Extract to read ->

=-=-=-=-=

First, researchers should not conduct underpowered experiments, Ludwig said. In particular, their experiments should have adequate power to tell whether an intervention passes a benefit-cost test. Second, research should be reported in a way that the consumers of research are able to adjudicate between a good and bad study within a given research design class. One way for the research field to enable such judgments is through a stamp-of-approval mechanism. Today, several such mechanisms exist, Ludwig observed, including the WWC. At the moment, however, none of the existing mechanisms does exactly what is needed
to aid the consumer of research. These systems could be studied to determine whether they are constraining claims about evidence in ways that are helpful or unhelpful, though this determination is likely to differ from one policy area to another. An interesting question is whether all stamp-of-approval mechanisms could cohere on a given standard and whether that would solve the problem.
Ludwig stated that research consumers like having mixed results within a class of research designs. For instance, if policy makers or advocacy organizations know what they want the answer to be, they can look at a broad class of research studies to find the results that meet their expectations. Perhaps one way to solve this problem, said Ludwig, is to establish tight standards for research design quality.
One approach could be to include as evidence only the results of randomized controlled trials or regression discontinuity studies. A limitation to this approach, admitted Ludwig, is that such a decision would throw away good information from other kinds of studies. Another approach would be to develop a checklist that studies must satisfy. For public debates, the idea that some sort of checklist is going to constrain the kind of evidentiary claims that are made is probably not realistic.
Focusing on the errors made by the users of research results could yield important advances, Ludwig concluded. A useful step may be to do retrospective reports of how benefit-cost analyses are used, and abused, in the real world to identify problems that then could be mitigated. This could perhaps guide the field in how to move forward.
Rebecca Maynard discussed four key considerations surrounding what evidence to include in benefit-cost analyses: (1) overall relevance of the study, (2) relevance of the impact estimates that are reported, (3) causal validity of the impact estimates, and (4) adequacy of reporting.
3 This section summarizes information presented by Rebecca Maynard, Ph.D., University of Pennsylvania, Philadelphia, Pennsylvania.
The Overall Relevance of the Study
The first question is whether the intervention is relevant to the policy or practice decisions under consideration, said Maynard. Studies may address important interventions, but those studies may not be relevant in a particular setting or at a particular time. In a health intervention, for example, a set of medications or foodstuffs that need refrigeration have little or no relevance in areas where refrigeration is not available.

=-=-=-=-=

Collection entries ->
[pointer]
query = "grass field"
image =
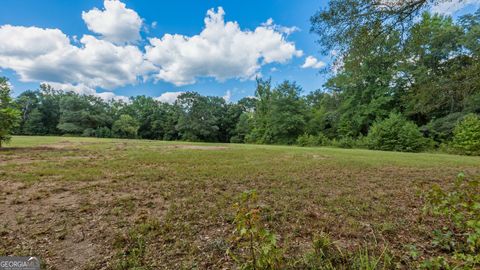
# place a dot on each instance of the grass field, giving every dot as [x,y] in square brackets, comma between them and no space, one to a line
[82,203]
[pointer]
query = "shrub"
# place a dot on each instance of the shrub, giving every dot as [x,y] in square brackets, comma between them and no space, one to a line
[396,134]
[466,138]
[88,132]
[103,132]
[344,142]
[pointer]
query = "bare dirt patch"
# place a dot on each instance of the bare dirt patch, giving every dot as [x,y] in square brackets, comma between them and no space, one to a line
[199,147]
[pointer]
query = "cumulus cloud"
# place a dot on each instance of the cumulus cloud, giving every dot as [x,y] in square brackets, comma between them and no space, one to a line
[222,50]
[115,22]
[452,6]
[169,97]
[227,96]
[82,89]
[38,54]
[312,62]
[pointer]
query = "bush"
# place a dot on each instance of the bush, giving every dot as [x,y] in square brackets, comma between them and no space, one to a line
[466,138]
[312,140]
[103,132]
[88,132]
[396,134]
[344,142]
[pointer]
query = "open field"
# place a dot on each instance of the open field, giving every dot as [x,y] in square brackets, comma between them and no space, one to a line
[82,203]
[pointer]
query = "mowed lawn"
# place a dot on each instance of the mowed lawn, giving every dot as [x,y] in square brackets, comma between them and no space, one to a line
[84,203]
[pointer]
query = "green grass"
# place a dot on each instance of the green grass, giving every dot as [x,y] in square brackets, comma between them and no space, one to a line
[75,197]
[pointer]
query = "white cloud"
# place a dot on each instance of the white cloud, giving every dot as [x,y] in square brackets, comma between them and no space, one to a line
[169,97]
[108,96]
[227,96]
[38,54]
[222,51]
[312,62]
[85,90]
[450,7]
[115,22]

=-=-=-=-=

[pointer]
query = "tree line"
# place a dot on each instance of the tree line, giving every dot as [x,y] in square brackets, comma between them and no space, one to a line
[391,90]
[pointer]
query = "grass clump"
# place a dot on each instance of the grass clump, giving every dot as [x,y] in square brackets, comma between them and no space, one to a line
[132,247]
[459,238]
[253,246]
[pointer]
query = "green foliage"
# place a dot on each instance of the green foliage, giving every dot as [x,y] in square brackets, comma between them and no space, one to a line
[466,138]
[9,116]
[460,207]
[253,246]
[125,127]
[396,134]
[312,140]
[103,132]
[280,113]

=-=-=-=-=

Assignment ->
Update the part of the text on judging research evidence starting at "Focusing on the" and ending at "adequacy of reporting.", replacing "benefit-cost analyses" with "cost-benefit analyses".

Your solution ->
Focusing on the errors made by the users of research results could yield important advances, Ludwig concluded. A useful step may be to do retrospective reports of how cost-benefit analyses are used, and abused, in the real world to identify problems that then could be mitigated. This could perhaps guide the field in how to move forward.
Rebecca Maynard discussed four key considerations surrounding what evidence to include in cost-benefit analyses: (1) overall relevance of the study, (2) relevance of the impact estimates that are reported, (3) causal validity of the impact estimates, and (4) adequacy of reporting.